_ПИСЬМЕННОЕ ЗАДАНИЕ A_
Перепишите без изменений записи: всё с самой первой из них и вниз до строки, где стоит «pixel 538 742», причем обе границы входят в выборку.

-------- ПОКАЗАННЫЙ ОТРЫВОК --------

В это время вышел из отдела Тарасов-Родионов. Меня кто-то вызвал по телефону. Я ушел в комнату. Пока я разговаривал по телефону, я слышал, Есенин что-то кричал с Тарасовым-Родионовым. Потом они ушли. Я сел за свою обычную работу.

В течение дня Есенин несколько раз заглядывал в комнату, повторял о своем ленинградском адресе и уходил. Потом около часу дня пришел в отдел двоюродный его брат Илья и сказал:

– Денег не выдают.

Я спустился по лестнице в кассу. В прихожей финсектора поэт сидел на лавочке у окна среди шоферов и ожидавшей денег публики. Есенин пьяно моргал и что-то шептал губами. Его разглядывали. Он поднял глаза, заметил меня, замахал рукой, трудно поднялся, и мы встретились.

– Евдокимыч, денег не привезли! Я с утра сижу. Мне надоело!.. Понимаешь, надо-о-е-л-ло!

В голосе его было раздражение. Сделать, однако, я ничего не мог: банк обещал выдать деньги только около двух-трех часов дня.

-------- МАТЕРИАЛ ДЛЯ ОБРАБОТКИ --------

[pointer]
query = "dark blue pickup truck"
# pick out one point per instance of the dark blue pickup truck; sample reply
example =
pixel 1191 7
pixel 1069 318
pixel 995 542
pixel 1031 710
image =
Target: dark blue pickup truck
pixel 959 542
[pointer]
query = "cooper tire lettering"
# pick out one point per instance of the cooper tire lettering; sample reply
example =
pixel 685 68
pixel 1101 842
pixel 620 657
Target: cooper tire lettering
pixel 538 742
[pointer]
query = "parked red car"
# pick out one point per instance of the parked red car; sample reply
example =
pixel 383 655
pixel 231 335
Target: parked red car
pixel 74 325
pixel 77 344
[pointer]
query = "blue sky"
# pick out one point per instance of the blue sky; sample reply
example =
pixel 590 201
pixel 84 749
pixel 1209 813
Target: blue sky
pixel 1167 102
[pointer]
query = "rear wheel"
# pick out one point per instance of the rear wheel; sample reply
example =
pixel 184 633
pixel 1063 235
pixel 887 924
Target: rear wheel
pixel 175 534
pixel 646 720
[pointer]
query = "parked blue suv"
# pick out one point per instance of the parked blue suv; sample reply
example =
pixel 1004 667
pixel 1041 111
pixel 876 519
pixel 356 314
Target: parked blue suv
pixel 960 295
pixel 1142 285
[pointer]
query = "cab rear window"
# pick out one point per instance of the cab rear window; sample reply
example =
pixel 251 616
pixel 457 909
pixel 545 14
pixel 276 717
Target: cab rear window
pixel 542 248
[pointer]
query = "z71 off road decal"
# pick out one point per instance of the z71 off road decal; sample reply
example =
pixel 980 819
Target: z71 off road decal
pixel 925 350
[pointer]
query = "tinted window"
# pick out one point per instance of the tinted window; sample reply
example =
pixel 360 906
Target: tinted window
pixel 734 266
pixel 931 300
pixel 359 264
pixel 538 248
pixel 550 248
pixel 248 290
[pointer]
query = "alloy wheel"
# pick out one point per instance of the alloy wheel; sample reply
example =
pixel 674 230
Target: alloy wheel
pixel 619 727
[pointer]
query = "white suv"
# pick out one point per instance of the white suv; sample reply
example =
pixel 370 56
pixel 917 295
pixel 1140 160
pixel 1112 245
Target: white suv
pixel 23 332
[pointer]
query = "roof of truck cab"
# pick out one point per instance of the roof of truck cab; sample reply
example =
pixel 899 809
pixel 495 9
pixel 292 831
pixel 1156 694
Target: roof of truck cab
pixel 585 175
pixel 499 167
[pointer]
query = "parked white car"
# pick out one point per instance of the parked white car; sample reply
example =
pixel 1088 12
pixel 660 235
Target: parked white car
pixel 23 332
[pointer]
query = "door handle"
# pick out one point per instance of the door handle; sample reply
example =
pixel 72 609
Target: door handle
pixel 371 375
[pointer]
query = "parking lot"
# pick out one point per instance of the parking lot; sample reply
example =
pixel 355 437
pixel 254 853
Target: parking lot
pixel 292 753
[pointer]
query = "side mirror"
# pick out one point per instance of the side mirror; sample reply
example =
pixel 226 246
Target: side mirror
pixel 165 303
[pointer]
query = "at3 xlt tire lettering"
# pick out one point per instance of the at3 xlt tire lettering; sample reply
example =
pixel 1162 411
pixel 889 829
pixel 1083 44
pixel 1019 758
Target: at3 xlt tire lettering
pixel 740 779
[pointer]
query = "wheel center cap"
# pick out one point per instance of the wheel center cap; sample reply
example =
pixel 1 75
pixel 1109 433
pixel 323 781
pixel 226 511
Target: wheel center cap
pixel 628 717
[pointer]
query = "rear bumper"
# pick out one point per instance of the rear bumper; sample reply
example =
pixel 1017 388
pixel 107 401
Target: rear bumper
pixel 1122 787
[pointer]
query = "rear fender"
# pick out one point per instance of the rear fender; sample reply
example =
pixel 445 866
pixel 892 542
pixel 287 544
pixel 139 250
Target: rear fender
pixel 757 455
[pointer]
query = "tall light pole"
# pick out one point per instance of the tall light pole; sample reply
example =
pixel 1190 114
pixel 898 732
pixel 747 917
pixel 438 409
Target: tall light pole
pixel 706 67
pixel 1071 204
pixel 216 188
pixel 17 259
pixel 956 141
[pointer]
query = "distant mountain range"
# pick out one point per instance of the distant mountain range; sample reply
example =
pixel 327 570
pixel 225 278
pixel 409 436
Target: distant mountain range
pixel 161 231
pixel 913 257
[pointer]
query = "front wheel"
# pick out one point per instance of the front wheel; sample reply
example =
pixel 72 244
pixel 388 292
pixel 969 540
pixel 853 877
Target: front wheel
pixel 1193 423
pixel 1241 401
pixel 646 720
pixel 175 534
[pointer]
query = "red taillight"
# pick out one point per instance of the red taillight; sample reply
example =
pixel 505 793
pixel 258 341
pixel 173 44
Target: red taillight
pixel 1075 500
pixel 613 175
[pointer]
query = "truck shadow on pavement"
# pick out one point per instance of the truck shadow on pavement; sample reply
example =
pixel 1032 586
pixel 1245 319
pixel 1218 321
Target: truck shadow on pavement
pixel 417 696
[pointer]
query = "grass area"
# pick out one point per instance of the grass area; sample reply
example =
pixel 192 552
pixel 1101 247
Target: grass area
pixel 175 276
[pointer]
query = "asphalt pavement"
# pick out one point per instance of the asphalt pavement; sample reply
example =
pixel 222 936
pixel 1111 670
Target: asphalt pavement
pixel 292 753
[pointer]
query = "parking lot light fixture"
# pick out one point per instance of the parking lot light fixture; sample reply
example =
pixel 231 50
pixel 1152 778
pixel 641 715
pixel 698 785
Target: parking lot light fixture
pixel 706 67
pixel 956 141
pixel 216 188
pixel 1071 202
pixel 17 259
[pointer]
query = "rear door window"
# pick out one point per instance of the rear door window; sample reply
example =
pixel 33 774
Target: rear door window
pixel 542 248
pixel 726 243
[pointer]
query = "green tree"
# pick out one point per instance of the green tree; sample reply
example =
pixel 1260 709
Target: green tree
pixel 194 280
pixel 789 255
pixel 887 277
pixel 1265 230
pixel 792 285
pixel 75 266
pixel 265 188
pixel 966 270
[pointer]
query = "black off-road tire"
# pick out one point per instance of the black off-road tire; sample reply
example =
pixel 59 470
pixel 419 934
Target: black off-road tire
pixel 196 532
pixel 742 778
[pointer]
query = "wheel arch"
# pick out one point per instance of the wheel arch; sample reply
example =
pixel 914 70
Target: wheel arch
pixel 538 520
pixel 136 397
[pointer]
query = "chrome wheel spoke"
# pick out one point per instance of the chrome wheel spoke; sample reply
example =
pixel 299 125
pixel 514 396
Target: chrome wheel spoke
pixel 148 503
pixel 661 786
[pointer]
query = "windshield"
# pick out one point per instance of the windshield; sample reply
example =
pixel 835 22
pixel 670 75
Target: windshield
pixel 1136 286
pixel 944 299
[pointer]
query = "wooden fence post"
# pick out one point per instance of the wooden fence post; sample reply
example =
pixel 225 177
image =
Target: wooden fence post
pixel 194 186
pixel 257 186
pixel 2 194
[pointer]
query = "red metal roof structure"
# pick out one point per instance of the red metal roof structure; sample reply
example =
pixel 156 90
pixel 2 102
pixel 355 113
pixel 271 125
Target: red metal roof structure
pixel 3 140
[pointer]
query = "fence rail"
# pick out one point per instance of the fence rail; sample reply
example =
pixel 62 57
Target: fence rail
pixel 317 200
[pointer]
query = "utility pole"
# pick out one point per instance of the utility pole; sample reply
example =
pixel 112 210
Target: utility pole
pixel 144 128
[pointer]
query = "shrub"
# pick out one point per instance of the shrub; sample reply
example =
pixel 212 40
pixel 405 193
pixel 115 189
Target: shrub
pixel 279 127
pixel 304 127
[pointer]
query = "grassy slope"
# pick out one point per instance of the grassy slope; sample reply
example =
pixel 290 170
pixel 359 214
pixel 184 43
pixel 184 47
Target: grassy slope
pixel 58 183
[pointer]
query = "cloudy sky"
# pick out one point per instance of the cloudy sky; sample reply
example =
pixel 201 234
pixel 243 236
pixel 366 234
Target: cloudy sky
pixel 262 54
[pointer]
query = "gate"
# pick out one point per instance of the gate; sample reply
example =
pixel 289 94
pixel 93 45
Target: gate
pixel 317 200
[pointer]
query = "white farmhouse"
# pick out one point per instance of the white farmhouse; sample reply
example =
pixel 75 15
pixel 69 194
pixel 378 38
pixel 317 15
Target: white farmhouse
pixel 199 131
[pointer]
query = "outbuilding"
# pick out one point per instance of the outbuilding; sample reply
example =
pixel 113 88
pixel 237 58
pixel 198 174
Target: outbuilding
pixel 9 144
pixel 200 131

--------

_ПИСЬМЕННОЕ ЗАДАНИЕ B_
Ответьте по отрывку на вопросы:
(i) Кто пришел в отдел около часу дня?
(ii) Где сидел поэт в прихожей финсектора?
(iii) Когда банк обещал выдать деньги?

_ГОТОВЫЙ ОТВЕТ A_
[pointer]
query = "dark blue pickup truck"
# pick out one point per instance of the dark blue pickup truck; sample reply
example =
pixel 1191 7
pixel 1069 318
pixel 995 542
pixel 1031 710
image =
Target: dark blue pickup truck
pixel 959 542
[pointer]
query = "cooper tire lettering"
# pick out one point per instance of the cooper tire lettering; sample reply
example =
pixel 685 68
pixel 1101 842
pixel 620 657
Target: cooper tire lettering
pixel 538 742

_ГОТОВЫЙ ОТВЕТ B_
(i) Двоюродный брат Есенина Илья.
(ii) На лавочке у окна, среди шоферов и ожидавшей денег публики.
(iii) Только около двух-трех часов дня.